**Work to do**
Recast the data below as a numbered list, one line per item, and skip any blank lines. Leave the pictures out of your answer.

Dataset entries
** start **

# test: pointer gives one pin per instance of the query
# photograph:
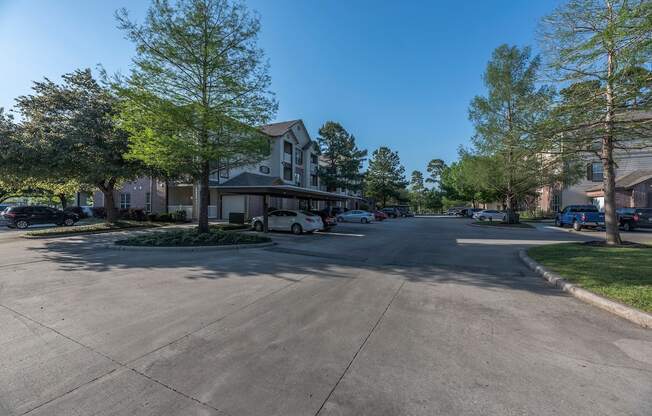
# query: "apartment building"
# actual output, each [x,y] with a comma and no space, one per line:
[288,177]
[633,184]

** end **

**Response for this exercise**
1. # test: pointer gives one pin per instance of the query
2. # photograph:
3. # query: "apartment building"
4. # actual output, each [x,y] with a comma and no space, one per line:
5. [288,177]
6. [633,184]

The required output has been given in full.